• **Provided entries**
============================================================

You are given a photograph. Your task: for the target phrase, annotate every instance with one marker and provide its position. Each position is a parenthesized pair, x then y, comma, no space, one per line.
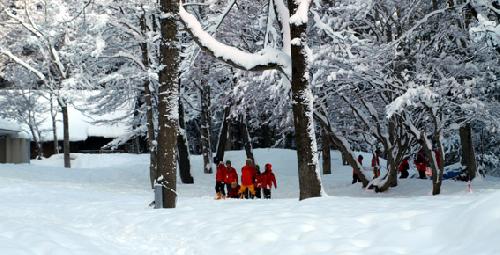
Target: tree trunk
(223,134)
(468,154)
(183,149)
(168,97)
(302,102)
(53,115)
(206,148)
(148,97)
(343,146)
(437,169)
(67,159)
(325,152)
(137,138)
(247,141)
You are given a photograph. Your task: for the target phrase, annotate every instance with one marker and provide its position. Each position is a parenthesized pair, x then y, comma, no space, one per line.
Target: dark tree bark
(148,97)
(325,152)
(223,134)
(468,154)
(168,99)
(247,141)
(137,109)
(302,103)
(53,115)
(183,149)
(343,146)
(206,117)
(64,109)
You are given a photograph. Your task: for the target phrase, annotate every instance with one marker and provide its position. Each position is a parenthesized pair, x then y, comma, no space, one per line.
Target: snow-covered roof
(82,124)
(9,126)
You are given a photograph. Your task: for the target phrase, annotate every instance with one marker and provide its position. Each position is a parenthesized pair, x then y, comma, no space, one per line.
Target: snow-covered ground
(101,207)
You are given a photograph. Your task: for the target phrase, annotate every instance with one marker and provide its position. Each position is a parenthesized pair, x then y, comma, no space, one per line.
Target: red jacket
(404,165)
(360,160)
(438,157)
(232,175)
(221,174)
(268,179)
(259,180)
(247,175)
(375,161)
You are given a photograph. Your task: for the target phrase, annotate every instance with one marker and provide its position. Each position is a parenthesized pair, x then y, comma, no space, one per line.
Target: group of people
(254,183)
(421,163)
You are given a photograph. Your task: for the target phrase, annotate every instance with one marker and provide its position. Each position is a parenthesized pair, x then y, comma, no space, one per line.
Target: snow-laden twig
(266,59)
(22,63)
(300,15)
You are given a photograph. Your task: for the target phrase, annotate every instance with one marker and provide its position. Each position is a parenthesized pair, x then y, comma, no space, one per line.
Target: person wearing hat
(268,179)
(231,180)
(355,177)
(220,179)
(247,179)
(376,163)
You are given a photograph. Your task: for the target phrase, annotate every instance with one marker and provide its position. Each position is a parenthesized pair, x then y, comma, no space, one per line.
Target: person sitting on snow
(403,168)
(220,179)
(231,180)
(247,179)
(268,179)
(376,164)
(355,177)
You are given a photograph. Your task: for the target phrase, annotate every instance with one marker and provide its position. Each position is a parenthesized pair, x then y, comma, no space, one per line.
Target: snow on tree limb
(412,97)
(283,16)
(300,15)
(266,59)
(22,63)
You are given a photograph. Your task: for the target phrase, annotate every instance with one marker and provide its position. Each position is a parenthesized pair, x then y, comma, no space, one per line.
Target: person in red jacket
(421,163)
(403,168)
(376,164)
(268,180)
(247,179)
(231,180)
(355,177)
(258,182)
(220,179)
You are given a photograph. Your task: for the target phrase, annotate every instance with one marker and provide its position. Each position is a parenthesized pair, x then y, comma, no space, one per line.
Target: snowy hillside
(101,207)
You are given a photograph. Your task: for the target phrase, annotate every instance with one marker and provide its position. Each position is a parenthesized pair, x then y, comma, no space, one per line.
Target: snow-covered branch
(22,63)
(266,59)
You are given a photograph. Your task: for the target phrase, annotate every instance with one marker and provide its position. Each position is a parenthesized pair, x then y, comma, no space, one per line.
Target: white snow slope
(101,207)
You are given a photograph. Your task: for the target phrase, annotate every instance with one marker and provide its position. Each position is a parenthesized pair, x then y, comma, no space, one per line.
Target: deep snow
(101,207)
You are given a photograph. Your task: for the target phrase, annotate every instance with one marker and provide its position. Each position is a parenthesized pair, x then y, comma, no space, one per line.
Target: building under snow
(14,145)
(88,131)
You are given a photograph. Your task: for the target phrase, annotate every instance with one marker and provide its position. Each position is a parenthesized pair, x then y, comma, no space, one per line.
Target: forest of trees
(205,76)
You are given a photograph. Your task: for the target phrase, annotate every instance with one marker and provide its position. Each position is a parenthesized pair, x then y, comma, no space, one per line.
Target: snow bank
(102,208)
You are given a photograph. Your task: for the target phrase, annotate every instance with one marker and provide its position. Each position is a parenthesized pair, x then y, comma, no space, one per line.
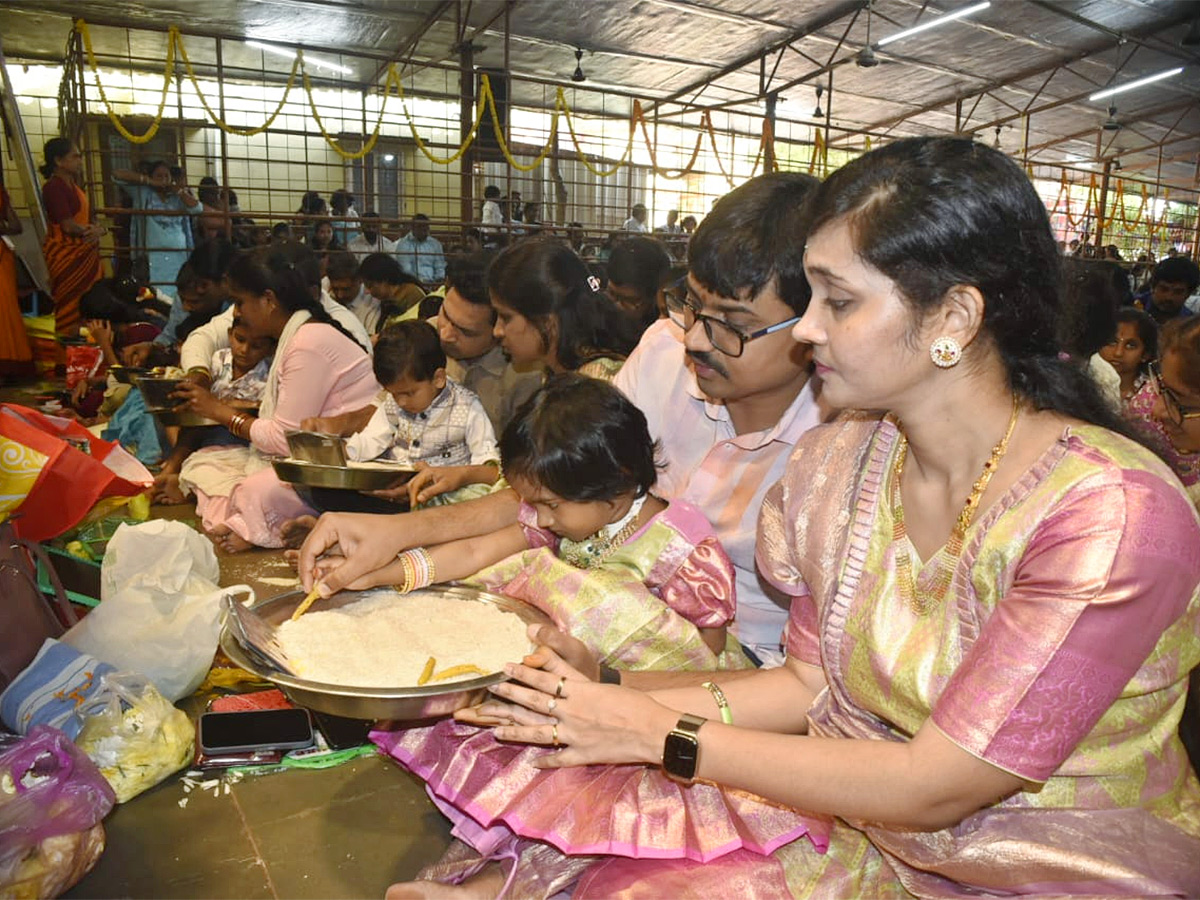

============================================================

• **The request**
Extract every line from the entries above that contains the word "person", copying each one in full.

• **Output for this exercise**
Target: person wearing hat
Target: person sitting on snow
Target: person in red jacket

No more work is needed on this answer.